[Start of section]

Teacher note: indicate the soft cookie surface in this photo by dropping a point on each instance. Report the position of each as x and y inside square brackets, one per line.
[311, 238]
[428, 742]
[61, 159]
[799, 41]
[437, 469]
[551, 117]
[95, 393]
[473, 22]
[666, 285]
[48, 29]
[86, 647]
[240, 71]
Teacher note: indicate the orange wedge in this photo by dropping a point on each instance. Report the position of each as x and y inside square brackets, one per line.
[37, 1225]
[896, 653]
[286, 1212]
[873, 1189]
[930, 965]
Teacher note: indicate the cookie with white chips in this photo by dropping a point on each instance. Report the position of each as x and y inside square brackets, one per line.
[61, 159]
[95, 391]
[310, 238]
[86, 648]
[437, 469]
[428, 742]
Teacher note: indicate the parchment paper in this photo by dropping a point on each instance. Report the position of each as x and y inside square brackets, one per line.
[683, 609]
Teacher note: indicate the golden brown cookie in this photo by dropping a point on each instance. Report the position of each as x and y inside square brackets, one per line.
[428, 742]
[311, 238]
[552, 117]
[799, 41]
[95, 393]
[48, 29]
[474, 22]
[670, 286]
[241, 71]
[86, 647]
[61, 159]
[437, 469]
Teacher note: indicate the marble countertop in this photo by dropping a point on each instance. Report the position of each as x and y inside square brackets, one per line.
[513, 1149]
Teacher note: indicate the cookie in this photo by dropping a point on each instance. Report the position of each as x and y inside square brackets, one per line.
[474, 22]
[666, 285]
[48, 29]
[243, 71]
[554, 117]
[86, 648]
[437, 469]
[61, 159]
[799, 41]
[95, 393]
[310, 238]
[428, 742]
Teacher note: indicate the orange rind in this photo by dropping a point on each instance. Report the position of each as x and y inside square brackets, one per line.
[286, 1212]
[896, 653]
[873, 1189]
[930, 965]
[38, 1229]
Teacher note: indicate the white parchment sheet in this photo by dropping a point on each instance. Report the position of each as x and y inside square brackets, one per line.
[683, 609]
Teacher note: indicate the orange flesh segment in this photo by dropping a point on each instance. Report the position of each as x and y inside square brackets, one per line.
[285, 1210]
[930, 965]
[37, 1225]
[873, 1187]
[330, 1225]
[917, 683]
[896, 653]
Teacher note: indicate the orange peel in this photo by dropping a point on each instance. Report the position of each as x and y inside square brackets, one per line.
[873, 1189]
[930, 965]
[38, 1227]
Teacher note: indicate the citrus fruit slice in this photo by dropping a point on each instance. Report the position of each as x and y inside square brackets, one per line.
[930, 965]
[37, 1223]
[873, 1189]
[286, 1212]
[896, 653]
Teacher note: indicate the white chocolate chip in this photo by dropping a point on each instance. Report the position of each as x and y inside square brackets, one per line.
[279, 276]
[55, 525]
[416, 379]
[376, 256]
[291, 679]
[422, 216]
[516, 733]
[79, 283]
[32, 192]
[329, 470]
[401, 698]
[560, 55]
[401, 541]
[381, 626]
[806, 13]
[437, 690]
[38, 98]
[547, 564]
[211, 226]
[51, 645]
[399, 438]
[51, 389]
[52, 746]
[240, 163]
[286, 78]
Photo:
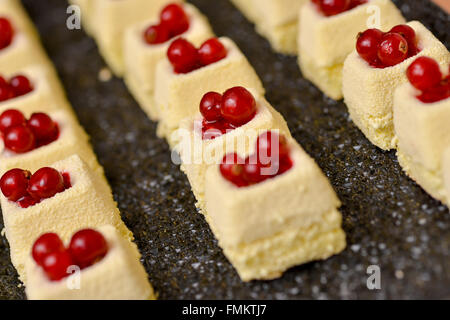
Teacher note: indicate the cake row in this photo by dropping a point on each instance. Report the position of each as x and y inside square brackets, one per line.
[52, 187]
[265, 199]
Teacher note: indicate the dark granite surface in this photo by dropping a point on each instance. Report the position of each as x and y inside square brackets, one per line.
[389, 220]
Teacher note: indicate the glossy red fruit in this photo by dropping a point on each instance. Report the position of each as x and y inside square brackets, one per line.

[End of section]

What is expected:
Find the line containing "Teacher note: indicate the dark" in the data above. Please transcribe it and every line after it, exactly.

Response area:
Teacher note: indicate the dark granite surface in this photo by dropping a point on each instance. Report the position of each as x and y inside square brackets, one per line.
[389, 220]
Teacher note: indicate the glossy red fruit in this photo by dropping a point on each instance. Report the position of each as x and y inside square brackets, one per line.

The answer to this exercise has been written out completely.